GIVEN TASK
Write out every line of the records below verbatim, leaving out the pictures.

(Stored records)
═══

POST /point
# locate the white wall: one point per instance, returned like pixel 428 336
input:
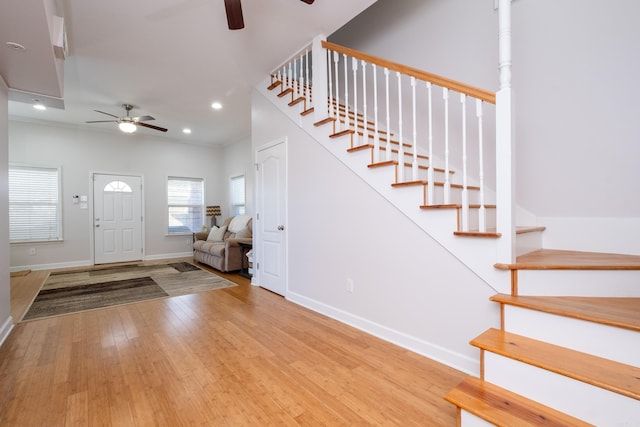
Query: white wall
pixel 407 288
pixel 575 71
pixel 80 153
pixel 6 322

═══

TASK RESULT
POST /point
# locate the white wall: one point per instance, returned like pixel 428 336
input:
Query: white wall
pixel 407 288
pixel 575 71
pixel 80 153
pixel 6 322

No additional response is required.